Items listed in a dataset
## START

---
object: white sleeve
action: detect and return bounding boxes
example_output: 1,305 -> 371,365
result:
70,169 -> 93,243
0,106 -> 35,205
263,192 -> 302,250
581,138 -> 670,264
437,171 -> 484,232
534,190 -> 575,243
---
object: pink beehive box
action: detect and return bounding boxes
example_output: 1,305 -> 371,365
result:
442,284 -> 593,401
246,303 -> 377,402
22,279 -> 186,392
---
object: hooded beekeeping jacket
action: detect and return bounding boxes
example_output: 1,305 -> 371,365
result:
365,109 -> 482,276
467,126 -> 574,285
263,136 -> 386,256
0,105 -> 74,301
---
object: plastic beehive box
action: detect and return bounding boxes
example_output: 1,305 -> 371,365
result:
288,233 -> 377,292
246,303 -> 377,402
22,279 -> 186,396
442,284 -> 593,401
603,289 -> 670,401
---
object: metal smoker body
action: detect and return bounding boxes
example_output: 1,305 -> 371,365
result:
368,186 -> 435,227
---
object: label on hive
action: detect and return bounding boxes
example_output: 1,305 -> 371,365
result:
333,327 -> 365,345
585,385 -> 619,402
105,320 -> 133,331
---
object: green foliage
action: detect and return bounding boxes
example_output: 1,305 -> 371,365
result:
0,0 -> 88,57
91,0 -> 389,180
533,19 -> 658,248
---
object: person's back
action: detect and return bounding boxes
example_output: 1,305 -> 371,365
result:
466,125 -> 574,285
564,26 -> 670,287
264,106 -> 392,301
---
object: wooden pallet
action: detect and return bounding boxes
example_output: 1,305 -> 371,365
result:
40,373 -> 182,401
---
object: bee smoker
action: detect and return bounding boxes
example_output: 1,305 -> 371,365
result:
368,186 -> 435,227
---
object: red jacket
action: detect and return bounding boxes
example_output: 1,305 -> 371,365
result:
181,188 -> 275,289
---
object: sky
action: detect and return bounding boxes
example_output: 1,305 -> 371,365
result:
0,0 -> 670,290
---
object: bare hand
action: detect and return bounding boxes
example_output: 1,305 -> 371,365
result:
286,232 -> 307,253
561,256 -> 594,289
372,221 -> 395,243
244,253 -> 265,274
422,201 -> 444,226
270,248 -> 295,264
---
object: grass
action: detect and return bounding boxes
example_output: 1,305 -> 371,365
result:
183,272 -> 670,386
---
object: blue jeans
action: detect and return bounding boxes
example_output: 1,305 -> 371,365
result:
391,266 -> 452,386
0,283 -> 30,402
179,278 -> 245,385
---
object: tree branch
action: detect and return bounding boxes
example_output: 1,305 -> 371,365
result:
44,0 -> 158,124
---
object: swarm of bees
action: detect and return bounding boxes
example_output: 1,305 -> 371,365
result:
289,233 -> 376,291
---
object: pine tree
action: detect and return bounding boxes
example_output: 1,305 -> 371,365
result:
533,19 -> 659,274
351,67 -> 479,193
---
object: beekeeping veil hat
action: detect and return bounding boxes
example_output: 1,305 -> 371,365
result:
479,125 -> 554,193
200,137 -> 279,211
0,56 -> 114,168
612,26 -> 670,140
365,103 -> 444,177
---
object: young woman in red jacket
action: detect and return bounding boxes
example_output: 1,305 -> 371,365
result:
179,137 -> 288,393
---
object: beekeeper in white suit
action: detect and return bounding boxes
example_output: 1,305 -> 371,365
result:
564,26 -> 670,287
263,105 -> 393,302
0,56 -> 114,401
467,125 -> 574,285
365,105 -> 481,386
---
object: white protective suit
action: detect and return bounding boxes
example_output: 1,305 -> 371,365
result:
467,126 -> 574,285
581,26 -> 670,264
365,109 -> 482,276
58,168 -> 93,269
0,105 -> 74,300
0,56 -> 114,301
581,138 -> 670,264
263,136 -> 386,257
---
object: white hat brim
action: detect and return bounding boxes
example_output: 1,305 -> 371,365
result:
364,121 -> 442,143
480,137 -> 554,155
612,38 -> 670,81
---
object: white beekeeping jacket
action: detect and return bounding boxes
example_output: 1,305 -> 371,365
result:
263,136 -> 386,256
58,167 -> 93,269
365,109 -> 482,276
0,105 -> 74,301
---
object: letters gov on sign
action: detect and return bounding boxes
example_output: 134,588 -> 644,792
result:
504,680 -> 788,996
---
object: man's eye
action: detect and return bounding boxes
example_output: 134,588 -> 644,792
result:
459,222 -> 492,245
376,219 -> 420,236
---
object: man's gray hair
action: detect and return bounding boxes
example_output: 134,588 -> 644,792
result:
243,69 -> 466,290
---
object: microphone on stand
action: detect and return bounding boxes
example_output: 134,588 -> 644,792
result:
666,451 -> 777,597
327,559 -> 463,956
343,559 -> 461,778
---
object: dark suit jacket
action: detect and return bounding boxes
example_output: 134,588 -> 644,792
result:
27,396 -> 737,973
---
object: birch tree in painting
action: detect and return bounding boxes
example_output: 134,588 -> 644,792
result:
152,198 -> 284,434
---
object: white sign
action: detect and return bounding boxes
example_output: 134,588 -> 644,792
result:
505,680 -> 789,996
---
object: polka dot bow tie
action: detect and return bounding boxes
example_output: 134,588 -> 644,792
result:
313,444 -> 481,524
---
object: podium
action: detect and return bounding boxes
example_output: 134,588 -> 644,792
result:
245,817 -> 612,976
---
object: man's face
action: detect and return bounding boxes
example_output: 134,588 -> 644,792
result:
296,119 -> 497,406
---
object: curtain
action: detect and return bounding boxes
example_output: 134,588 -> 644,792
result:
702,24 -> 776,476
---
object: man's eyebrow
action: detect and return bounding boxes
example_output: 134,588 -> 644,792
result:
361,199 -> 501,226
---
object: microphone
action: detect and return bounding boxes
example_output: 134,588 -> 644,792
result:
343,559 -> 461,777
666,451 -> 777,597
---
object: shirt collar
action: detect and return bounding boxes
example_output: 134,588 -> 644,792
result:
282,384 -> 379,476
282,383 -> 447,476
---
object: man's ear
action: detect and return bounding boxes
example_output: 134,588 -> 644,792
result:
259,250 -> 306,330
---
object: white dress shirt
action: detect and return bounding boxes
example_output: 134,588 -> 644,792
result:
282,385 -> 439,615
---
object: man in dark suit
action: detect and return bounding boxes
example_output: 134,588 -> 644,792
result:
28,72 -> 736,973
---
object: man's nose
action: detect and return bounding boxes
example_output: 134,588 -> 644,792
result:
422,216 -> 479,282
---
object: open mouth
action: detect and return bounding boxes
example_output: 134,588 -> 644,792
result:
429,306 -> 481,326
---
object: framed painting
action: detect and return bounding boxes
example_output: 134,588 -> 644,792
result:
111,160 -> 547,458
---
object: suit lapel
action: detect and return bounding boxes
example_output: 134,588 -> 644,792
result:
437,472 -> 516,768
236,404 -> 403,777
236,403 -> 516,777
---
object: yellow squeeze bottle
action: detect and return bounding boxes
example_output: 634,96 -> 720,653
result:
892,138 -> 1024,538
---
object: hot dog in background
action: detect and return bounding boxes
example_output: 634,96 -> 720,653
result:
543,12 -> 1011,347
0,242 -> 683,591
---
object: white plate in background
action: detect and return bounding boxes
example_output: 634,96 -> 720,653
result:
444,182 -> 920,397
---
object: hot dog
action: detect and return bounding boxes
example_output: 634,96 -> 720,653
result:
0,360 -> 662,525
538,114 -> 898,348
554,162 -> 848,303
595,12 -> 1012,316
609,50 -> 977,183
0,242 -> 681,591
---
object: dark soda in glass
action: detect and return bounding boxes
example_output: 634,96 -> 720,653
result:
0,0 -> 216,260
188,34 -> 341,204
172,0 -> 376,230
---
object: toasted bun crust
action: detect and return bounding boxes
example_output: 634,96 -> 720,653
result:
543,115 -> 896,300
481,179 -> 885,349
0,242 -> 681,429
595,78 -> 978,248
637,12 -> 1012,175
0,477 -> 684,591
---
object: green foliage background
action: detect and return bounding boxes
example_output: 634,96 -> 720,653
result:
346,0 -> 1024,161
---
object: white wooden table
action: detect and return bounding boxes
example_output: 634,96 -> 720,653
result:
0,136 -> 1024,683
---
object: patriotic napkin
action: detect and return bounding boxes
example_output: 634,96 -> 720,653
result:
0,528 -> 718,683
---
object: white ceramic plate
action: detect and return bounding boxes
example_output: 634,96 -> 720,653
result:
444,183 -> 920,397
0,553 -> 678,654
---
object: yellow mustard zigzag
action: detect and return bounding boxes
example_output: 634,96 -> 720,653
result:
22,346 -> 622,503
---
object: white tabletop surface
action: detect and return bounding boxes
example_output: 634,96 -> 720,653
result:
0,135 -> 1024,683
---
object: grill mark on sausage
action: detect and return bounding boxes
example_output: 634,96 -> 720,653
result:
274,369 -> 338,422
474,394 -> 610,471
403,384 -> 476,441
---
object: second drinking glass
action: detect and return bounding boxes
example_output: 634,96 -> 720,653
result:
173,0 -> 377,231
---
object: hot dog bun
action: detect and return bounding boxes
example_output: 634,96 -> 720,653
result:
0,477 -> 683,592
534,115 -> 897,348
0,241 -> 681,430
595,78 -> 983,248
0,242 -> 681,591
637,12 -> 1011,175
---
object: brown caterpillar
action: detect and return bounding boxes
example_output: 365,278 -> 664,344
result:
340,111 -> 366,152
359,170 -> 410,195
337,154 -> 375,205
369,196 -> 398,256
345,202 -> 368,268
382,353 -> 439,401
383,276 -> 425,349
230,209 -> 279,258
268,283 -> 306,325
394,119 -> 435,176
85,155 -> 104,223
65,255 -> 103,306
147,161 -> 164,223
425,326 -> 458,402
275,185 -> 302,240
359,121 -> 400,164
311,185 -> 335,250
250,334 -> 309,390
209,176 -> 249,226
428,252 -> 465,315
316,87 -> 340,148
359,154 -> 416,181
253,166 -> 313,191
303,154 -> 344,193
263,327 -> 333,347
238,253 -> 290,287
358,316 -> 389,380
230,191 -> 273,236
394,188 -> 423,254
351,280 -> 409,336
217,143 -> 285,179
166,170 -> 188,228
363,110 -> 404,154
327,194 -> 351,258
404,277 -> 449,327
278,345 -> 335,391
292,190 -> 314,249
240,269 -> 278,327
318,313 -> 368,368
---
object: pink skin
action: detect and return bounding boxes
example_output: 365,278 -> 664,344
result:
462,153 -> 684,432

## END

Problem: Retype, character for character, everything from the first line of the dataset down through the line that contains "264,106 -> 392,301", including both of those lines.

Exercise output:
---
object: white sleeve
action: detect and return bounding boxes
example_output: 1,305 -> 371,365
result:
70,169 -> 93,243
0,106 -> 35,205
263,192 -> 302,250
581,138 -> 670,264
437,171 -> 484,232
534,190 -> 575,243
---
object: pink beehive box
action: detect and return bounding boxes
example_output: 1,305 -> 371,365
result:
442,284 -> 593,401
246,303 -> 377,402
22,279 -> 186,392
---
object: hooded beekeeping jacket
action: detect and return bounding boxes
example_output: 1,305 -> 371,365
result:
365,109 -> 482,276
467,126 -> 574,285
263,136 -> 386,256
0,105 -> 74,301
---
object: plastic beehive box
action: detect and return bounding boxes
example_output: 1,305 -> 371,365
result:
288,233 -> 377,292
246,303 -> 377,402
22,279 -> 186,396
442,284 -> 593,401
603,289 -> 670,401
---
object: metal smoker body
action: detect and return bounding boxes
example_output: 1,305 -> 371,365
result:
368,186 -> 435,227
---
object: label on hive
action: detect and return bounding boxes
example_output: 1,305 -> 371,365
result:
333,327 -> 365,345
585,385 -> 619,402
105,320 -> 133,331
---
object: green foliage
action: detect and return bounding boxes
example_output: 1,305 -> 371,365
result:
0,0 -> 88,57
91,0 -> 389,180
533,19 -> 658,248
---
object: person's back
action: detect and return bounding boxes
example_output: 1,305 -> 371,365
result:
466,125 -> 574,285
564,26 -> 670,287
264,106 -> 392,301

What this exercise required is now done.